**What you need to do:**
Please reproduce word for word the stretch of the forum thread that begins with the words containing "## Munchh (Mar" and ends with "are chiming in.".

**Provided text:**
===============

Take yourself back to the old green grocers in the 70's & 80's this would have been full of lets say muddy potatoes that would have rolled to the front and when the green grocer got his big metal scoop from the scales and filled it with spuds then the ones behind it would fall into the bottom using the magic of gravity!!!


----------



## night crawler (Mar 13, 2012)

Think you could be going back further, I remember them.


----------



## Munchh (Mar 14, 2012)

jamesramone said:


> Appreciate its abit of a crappy thread, but just something that was bugging me, and also the people who found it. Unfortunately i dont have much more to add to what i've already posted.
> 
> I guess it may remain a mystery



Actually it's improved a bit now others are chiming in. 

Only trouble is, it's bugging the hell out of me too now. Thanks for sharing. (ironic smilie currently unavailable)


----------



## John_D (Mar 14, 2012)

nelly said:


> I'm about 92% sure on this!!
> 
> You young pups won't have a clue what I'm on about either!!!
> 
> Take yourself back to the old green grocers in the 70's & 80's this would have been full of lets say muddy potatoes that would have rolled to the front and when the green grocer got his big metal scoop from the scales and filled it with spuds then the ones behind it would fall into the bottom using the magic of gravity!!!


 I have a suspicion that you are on the right track Nelly. Something very familiar about it, which has been nagging me. The cut outs in the sides are places for two people to put hands in (one each side) and lift it into position each day.


----------



## highcannons (Mar 14, 2012)

"You do know I'm only getting involved at all cos I've got a lot of time on my hands at the moment and the happy pills are just kicking in, right?".

===============

**Source excerpt:**
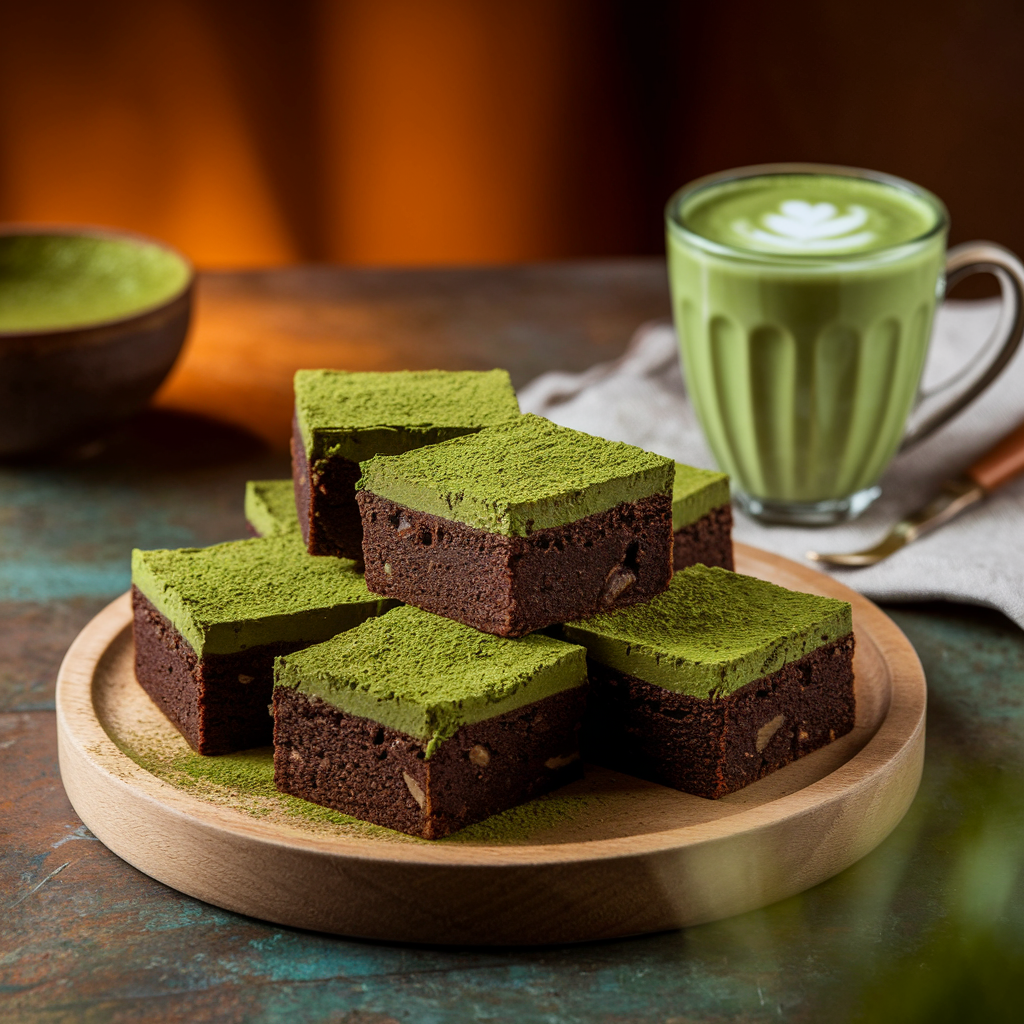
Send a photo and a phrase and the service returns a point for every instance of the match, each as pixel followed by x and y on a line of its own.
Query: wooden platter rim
pixel 898 738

===============

**Result below:**
## Munchh (Mar 14, 2012)

jamesramone said:


> Appreciate its abit of a crappy thread, but just something that was bugging me, and also the people who found it. Unfortunately i dont have much more to add to what i've already posted.
> 
> I guess it may remain a mystery



Actually it's improved a bit now others are chiming in.